NRC and Nieuwsuur broadcasted a news item about doulas earlier this week which featured again in NOS this morning. In this news item it is suggested that doulas do not always respect the care providers’ role, occasionally interfere with medical decisions and even the utility of their role was questioned.

It makes me really sad to hear this very one-sided and partial news item. The mothers, central to this process of giving birth weren’t invited to share their perspective on the topic. Many midwives are extremely supportive and appreciative of the contribution of doulas in the birthing process and these testimonies didn’t appear here to offer a balanced view on the matter. In my personal and limited experience, I’ve been blessed to work alongside many open-minded midwives who made me feel very welcome. There was mutual respect and total clarity on roles. 

A doula’s role is to support emotionally and physically the birthing woman and her partner. She offers non-judgmental support and represents the birthing woman. A doula doesn’t voice her own opinion or have her own agenda, she stands with her clients as best as she can and holds space for their process.

A doula supports a couple in preparing for birth. She invites the birthing woman to think about comfort measures and birth preferences, provides resources and research where asked for so that she can make informed decisions.

While there is never any guarantee that a woman can birth as she hopes, a doula does her best to support a woman in her wishes. She will encourage a woman and her partner to voice their preferences as long as there is space to do so but also not to be attached to them and flexible when adjustments are needed for health and safety reasons. Birth is completely unpredictable and sometimes quick medical interventions are definitely the wisest course of action. The job of a doula is certainly then not to get in the way but to continue to assist the birthing couple emotionally to the best of her ability however birth unfolds whatever the scenario.  A doula also understands her limits and boundaries. While she may sometimes assist her client in voicing her preferences or asking for clarification to make an informed decision, her role is certainly not to interfere or give advice regarding medical decisions. Personally, this is one of the very first topics that was addressed in my doula training. I trained at Bia Doula Training and the boundaries of our role were made clear from the very beginning.

A doula does ensure that a birthing woman is heard and seen, that her preferences are respected where possible and when not, that she understands why and what is happening to her, that there is informed consent whenever an intervention or medical procedure is needed. These are all elements of a non-traumatic birth process and most care providers are sensitive to these.

A doula doesn’t interfere with the relationship between care providers and client. Her role is to create peace as much as possible in the birth environment, facilitate communication between all parties, so that her client can feel safe and supported.

I believe that the fact that a doula isn’t medically involved is actually central to her being able to provide the kind of support she does.

Being a reasonably fresh doula and non-Dutch with many expat clients, I wondered if it was my place to respond to this news item. Also, because it may just grow awareness for a flawed message in the first place. However, I respect women too much to stay silent. Staying silent is being complacent. My opinion may not have its place in a woman’s birth environment but I’d like to voice it here.

━━━━━━━━━━━━━━━━

▶ _Problem requirements_: In the text on doulas, where did the writer do their doula training?

━━━━━━━━━━━━━━━━

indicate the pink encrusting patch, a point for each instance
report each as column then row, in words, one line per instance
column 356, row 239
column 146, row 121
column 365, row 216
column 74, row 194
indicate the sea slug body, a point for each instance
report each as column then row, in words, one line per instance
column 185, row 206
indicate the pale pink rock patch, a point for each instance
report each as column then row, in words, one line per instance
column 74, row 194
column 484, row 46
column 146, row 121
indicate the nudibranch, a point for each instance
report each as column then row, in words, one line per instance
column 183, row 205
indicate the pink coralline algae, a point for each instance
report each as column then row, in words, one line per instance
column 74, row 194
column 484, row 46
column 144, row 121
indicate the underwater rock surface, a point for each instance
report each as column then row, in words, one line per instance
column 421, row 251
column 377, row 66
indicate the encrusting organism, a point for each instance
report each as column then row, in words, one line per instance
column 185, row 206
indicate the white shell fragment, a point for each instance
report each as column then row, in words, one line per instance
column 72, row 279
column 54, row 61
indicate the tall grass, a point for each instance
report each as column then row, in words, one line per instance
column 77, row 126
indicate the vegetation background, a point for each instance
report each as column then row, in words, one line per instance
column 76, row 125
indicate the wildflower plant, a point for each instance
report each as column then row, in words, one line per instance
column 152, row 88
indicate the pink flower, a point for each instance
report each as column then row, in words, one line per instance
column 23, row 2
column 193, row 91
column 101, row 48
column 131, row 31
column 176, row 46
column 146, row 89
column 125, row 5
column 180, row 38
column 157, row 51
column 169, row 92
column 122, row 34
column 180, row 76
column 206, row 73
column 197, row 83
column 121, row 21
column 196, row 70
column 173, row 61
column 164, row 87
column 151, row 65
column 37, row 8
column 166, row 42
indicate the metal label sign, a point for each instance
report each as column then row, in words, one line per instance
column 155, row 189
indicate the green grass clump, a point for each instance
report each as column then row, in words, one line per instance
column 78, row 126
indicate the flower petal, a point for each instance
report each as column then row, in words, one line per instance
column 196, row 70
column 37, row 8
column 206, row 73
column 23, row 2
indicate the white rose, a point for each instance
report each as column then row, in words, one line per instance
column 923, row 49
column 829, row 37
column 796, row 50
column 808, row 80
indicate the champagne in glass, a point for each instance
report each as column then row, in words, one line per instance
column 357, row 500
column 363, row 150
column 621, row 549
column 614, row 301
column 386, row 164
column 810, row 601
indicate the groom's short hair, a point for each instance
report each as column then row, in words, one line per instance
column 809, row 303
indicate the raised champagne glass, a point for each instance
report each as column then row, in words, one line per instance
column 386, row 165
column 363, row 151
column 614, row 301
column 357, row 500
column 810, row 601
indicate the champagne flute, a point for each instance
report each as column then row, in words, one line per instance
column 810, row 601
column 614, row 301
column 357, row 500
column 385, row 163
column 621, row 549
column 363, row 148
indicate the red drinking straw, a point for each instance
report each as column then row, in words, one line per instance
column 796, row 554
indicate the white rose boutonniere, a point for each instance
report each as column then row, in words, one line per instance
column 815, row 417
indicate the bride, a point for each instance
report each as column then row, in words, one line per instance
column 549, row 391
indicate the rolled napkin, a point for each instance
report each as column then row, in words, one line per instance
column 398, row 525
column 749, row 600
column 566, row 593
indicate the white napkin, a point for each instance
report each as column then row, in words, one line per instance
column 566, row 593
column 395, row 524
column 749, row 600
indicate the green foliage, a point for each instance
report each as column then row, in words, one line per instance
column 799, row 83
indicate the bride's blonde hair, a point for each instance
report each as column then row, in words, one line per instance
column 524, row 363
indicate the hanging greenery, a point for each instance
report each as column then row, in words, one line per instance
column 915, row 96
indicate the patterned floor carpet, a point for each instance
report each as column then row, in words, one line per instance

━━━━━━━━━━━━━━━━

▶ _Response for this exercise_: At Bia Doula Training.